- **Quoted passage**
These helpers scrape search results and fetch download links so they can be orchestrated by the higher-level request flows. Network and HTML parsing logic live here to keep the CLI modules focused on argument handling.
- getscipapers_hoanganhduc.libgen.select_active_libgen_domain(mirrors=['libgen.li', 'libgen.vg', 'libgen.la', 'libgen.bz', 'libgen.gl'], timeout=3)[source]
Returns the first LibGen domain that responds to a simple GET request. Falls back to the default if none respond.
- getscipapers_hoanganhduc.libgen.get_default_download_folder()[source]
Returns the default Downloads folder path for the current OS. Creates the folder if it does not exist.
- getscipapers_hoanganhduc.libgen.get_default_cache_dir()[source]
Returns the default cache directory for the current OS. Creates the folder if it does not exist.
- getscipapers_hoanganhduc.libgen.search_libgen_by_doi(doi, limit=10)[source]
Search for documents on LibGen using a DOI number via the JSON API, and fetch additional details from the edition page. If found, also search Crossref to update missing or incorrect information if possible.
- Parameters:
doi (str) – The DOI number to search for.
limit (int) – Maximum number of results to return.
- Returns:
Matching documents with extra details, or empty dict if none found.
- Return type:
dict
- getscipapers_hoanganhduc.libgen.print_libgen_doi_result(result)[source]
Pretty-print the result of a LibGen DOI search using icons. Only print fields that have non-empty values. Formats ‘series’ to better display journal, volume, and issue if possible. If ‘pages’ looks like an article number (i.e., only a single number, not a range), display as ‘Article Number’.

- **Stored data**
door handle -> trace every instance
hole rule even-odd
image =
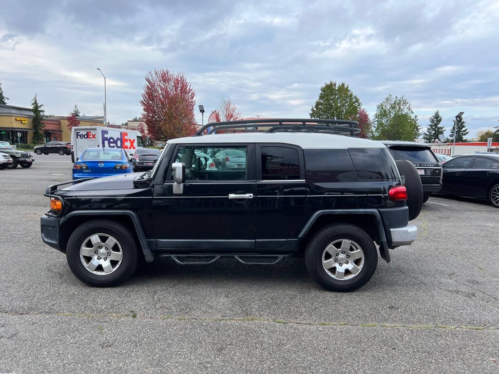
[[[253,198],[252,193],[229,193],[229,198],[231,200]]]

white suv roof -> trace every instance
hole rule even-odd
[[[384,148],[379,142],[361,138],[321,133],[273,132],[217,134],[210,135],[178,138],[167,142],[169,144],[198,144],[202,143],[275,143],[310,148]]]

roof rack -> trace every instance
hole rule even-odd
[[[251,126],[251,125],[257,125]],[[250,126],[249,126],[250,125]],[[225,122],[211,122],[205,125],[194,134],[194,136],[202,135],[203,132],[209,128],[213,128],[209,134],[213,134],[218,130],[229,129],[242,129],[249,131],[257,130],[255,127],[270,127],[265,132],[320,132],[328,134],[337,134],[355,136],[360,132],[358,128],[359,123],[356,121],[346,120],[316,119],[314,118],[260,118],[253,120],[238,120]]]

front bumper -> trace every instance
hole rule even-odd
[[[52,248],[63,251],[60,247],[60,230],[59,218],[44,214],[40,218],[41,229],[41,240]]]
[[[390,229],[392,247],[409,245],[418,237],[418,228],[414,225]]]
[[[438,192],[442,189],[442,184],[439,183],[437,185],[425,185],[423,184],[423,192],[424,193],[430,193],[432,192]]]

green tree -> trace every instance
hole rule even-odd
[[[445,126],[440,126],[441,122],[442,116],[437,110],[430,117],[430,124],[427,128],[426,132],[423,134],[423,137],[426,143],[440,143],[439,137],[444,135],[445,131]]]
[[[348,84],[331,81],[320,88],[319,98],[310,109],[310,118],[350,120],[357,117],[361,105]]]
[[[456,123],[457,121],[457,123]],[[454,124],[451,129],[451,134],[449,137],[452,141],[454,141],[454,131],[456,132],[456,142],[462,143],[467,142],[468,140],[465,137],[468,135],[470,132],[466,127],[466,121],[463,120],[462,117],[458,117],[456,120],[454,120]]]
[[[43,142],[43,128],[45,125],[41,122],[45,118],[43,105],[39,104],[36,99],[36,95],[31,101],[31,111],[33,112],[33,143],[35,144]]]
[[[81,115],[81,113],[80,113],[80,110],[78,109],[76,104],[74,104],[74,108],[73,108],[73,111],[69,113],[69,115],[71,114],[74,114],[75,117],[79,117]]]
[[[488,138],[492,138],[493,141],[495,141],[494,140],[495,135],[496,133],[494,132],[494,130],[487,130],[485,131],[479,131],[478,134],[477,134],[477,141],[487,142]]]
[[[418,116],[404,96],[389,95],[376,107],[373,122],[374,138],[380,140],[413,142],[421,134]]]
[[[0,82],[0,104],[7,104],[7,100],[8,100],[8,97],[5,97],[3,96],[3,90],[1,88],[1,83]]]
--
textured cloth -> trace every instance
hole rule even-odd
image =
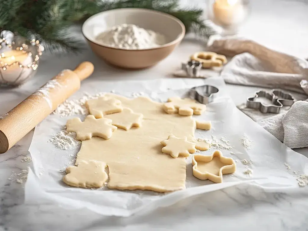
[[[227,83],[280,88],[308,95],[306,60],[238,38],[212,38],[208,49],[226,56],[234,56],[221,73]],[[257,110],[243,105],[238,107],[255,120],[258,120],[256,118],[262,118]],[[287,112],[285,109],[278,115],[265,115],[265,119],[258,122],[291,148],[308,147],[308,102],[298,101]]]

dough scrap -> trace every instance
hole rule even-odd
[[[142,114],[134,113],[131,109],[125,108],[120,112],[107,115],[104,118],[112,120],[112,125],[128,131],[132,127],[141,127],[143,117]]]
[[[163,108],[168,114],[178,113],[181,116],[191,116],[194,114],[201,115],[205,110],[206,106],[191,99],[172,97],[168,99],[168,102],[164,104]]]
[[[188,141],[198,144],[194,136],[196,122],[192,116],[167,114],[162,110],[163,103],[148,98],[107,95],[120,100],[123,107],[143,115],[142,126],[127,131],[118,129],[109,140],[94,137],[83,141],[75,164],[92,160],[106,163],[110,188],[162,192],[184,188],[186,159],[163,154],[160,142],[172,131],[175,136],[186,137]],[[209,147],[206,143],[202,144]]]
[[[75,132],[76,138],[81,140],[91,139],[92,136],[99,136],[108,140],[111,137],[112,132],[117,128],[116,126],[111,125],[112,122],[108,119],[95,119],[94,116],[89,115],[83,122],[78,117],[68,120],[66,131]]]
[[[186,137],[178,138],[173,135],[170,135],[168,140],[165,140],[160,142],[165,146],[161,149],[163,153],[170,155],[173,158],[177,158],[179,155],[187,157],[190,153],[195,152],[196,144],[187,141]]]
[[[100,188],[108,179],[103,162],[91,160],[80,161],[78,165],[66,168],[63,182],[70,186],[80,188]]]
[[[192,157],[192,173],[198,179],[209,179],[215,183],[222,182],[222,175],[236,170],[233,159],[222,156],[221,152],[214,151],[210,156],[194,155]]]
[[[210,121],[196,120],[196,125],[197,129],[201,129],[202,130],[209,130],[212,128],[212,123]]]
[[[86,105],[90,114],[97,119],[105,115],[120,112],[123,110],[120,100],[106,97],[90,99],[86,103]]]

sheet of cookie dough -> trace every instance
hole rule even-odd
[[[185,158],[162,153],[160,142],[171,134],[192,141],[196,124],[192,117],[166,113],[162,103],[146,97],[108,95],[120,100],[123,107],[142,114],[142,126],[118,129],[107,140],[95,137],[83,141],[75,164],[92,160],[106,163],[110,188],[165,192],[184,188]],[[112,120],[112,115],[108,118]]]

- **Actions to take**
1. In the LibGen helper documentation, what does select_active_libgen_domain do if none of the mirrors respond?
2. Extend the LibGen helper documentation from its last line, keeping the same format.
The data above is separate material and has no link to the LibGen helper documentation.

- **Outputs in order**
1. It falls back to the default domain.

2.
- getscipapers_hoanganhduc.libgen.download_libgen_paper_by_doi(doi, dest_folder=None, preferred_exts=None, verbose=False, print_result=True)[source]
Download the first available file for a given DOI from LibGen.
- Parameters:
doi (str) – The DOI number to search and download.
dest_folder (str) – Folder to save the downloaded file. If None, uses default.
preferred_exts (list) – List of preferred file extensions (e.g., [“pdf”, “epub”]).
verbose (bool) – If True, print debug information.
print_result (bool) – If True, print download summary. If False, suppress output.
- Returns:
File path if download succeeded, None otherwise.
- Return type:
str or None
- getscipapers_hoanganhduc.libgen.search_libgen_by_query(query, limit=10, object_type='f', curtab='f', verbose=False, sort_by_year=True, order_desc=True)[source]
Search for documents on LibGen using a query string by parsing the HTML results. If a DOI is found, also search Crossref to update missing or incorrect information if possible.
- Parameters:
query (str) – The search query.
limit (int) – Maximum number of results to return.
object_type (str) – The object type parameter for LibGen (default “f”).
curtab (str) – The curtab parameter for LibGen (default “f”).
verbose (bool) – If True, print debug information.
sort_by_year (bool) – If True, sort results by year.
order_desc (bool) – If True, sort descending (newest first).
- Returns:
List of matching documents (dicts), or empty list if none found.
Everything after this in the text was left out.